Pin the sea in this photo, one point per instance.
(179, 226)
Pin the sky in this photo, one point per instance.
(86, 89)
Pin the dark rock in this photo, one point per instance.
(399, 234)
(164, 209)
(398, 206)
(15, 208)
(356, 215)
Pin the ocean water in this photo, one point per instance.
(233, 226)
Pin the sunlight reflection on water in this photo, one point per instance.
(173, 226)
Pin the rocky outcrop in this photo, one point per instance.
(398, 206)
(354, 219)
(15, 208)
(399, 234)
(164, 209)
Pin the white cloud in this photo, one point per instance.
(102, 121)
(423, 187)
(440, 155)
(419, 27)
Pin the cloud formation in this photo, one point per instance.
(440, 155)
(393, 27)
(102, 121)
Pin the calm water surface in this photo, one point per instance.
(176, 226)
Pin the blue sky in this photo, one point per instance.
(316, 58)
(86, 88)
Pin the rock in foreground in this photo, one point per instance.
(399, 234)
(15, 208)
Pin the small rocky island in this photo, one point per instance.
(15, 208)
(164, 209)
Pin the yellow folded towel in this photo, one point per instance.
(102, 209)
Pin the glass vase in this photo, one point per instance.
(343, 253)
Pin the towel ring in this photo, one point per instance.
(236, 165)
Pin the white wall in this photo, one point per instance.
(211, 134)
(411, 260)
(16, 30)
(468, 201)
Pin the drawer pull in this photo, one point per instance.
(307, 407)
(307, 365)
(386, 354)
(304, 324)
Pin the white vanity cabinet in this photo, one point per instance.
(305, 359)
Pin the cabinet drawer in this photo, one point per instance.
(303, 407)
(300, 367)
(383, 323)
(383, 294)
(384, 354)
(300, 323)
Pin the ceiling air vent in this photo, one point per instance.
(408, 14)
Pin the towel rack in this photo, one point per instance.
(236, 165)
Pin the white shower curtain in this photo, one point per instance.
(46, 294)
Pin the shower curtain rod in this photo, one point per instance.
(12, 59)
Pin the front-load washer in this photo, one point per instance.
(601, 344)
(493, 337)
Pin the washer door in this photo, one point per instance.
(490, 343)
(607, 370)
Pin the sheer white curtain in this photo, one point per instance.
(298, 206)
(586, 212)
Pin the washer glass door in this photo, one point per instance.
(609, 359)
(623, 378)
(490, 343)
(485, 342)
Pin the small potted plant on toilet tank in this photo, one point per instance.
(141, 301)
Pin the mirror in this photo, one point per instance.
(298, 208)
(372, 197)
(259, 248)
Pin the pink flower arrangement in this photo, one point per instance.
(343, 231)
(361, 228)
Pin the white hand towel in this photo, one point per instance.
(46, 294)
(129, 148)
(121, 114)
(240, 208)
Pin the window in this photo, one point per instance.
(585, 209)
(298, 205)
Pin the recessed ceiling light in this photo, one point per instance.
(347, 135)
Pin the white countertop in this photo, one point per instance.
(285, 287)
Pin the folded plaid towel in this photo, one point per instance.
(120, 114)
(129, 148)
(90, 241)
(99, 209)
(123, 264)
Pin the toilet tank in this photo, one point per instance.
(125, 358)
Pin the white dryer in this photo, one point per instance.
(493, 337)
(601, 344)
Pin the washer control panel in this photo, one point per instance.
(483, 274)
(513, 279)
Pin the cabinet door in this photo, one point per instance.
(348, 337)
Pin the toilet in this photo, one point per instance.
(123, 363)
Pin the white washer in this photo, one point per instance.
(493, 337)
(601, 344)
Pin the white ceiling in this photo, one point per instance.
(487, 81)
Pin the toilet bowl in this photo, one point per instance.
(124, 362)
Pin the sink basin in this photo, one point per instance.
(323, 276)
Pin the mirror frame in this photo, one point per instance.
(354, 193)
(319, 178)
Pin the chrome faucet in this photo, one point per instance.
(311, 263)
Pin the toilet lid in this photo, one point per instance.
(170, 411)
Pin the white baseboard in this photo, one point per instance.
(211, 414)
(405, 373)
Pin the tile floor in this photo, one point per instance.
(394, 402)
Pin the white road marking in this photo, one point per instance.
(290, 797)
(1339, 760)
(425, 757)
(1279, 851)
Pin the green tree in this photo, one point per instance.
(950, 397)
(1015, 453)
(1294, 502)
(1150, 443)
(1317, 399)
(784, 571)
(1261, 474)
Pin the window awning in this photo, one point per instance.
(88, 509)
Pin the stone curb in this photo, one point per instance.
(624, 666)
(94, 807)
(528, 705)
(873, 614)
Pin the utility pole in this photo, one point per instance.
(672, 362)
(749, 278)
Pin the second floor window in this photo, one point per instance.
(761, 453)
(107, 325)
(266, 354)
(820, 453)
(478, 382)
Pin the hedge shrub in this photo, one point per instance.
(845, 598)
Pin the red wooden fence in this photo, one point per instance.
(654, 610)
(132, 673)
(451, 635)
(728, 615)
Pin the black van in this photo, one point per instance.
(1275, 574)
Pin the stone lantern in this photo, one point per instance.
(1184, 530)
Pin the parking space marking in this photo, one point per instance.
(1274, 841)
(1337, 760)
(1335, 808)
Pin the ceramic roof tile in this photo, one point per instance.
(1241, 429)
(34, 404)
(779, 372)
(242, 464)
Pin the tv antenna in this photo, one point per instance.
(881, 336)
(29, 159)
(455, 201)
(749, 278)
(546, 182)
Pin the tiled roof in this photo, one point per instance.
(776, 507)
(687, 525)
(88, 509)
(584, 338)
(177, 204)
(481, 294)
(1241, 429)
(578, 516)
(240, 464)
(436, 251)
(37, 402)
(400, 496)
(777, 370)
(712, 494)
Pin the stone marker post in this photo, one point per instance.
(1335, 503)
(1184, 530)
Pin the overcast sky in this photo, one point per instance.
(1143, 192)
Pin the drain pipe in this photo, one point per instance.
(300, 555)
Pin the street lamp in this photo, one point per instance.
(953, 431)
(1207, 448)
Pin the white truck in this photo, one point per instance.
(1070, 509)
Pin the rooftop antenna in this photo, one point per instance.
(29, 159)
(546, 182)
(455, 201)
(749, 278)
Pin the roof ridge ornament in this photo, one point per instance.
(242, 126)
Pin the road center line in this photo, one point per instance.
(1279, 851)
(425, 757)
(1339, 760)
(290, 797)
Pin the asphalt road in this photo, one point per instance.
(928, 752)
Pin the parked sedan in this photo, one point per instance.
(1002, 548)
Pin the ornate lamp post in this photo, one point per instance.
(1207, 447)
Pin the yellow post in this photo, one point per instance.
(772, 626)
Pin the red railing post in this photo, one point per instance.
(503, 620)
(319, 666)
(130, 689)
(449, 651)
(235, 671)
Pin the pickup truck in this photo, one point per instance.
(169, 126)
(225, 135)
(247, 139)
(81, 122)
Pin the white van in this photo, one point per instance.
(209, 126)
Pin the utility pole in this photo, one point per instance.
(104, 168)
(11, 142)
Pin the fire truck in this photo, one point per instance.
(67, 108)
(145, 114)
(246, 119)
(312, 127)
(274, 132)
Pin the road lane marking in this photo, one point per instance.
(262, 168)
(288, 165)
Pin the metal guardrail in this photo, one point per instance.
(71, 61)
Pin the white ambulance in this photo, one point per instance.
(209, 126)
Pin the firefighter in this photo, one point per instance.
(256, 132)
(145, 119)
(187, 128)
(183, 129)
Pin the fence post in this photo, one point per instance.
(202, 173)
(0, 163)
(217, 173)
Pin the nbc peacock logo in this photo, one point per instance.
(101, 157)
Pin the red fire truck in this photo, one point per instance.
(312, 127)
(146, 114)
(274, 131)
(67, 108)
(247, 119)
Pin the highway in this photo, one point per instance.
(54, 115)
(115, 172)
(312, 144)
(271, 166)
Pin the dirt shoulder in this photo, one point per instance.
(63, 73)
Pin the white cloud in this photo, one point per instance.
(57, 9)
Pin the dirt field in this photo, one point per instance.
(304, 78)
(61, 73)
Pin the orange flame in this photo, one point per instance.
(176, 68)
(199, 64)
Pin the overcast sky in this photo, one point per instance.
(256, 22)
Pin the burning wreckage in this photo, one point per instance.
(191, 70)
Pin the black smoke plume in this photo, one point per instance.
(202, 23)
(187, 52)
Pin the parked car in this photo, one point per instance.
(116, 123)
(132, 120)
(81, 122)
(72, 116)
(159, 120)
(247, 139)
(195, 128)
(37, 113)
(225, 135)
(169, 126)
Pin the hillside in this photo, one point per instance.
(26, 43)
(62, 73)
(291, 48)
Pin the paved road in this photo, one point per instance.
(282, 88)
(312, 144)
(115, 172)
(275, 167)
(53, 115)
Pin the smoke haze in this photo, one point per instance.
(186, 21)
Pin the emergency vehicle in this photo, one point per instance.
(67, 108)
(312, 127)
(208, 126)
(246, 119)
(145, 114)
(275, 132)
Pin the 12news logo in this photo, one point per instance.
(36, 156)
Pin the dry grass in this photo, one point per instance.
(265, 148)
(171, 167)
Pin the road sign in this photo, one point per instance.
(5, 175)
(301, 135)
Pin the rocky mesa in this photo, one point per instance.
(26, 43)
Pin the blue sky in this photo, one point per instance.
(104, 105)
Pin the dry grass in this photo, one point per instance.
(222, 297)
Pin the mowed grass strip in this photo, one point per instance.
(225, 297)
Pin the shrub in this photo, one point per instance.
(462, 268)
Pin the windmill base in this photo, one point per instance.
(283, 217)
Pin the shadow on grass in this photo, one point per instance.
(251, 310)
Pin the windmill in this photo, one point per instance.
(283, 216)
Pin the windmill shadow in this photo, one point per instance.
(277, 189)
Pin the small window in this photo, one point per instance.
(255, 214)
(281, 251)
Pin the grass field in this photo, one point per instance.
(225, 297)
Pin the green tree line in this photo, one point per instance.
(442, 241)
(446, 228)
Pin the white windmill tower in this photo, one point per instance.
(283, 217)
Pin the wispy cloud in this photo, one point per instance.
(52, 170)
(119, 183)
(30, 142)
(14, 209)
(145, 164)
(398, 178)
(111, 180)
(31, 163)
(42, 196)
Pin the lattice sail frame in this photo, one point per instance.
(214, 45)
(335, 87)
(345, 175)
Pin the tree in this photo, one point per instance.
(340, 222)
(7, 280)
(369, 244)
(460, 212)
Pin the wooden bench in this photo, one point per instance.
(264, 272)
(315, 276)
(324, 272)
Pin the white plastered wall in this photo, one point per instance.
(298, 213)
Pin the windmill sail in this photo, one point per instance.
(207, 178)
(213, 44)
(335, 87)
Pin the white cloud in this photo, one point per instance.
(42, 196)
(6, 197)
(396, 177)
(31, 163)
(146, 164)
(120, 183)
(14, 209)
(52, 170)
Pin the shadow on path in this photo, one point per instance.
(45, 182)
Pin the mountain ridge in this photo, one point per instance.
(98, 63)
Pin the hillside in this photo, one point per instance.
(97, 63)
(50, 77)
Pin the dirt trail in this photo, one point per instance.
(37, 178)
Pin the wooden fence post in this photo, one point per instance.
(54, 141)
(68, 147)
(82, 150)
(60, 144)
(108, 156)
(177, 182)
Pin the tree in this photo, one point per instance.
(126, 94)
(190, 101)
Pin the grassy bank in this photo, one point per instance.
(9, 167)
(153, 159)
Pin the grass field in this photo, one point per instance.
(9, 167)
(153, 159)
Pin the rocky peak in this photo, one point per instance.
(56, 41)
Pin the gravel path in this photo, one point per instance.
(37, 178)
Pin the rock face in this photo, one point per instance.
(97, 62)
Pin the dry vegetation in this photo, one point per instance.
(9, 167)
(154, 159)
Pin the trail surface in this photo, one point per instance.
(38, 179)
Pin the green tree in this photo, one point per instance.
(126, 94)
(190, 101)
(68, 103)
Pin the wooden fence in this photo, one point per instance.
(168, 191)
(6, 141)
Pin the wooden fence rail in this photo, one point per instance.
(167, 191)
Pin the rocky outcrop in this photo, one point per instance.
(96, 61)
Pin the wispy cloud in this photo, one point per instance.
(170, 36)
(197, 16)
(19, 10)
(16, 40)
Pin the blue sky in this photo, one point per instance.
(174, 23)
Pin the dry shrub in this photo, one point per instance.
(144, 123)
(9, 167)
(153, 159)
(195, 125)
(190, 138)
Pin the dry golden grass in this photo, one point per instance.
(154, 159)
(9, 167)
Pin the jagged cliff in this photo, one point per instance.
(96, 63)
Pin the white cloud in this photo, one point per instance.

────────

- **What you need to do**
For this task, copy exactly the line with "Pin the dry golden" and the lines that come after it, stopping at the end of the material above.

- **Answer to this task**
Pin the dry golden grass in this photo, one point per instance.
(154, 159)
(9, 167)
Pin the jagged cliff in this photo, one point per instance.
(96, 63)
Pin the white cloud in this photo, one point per instance.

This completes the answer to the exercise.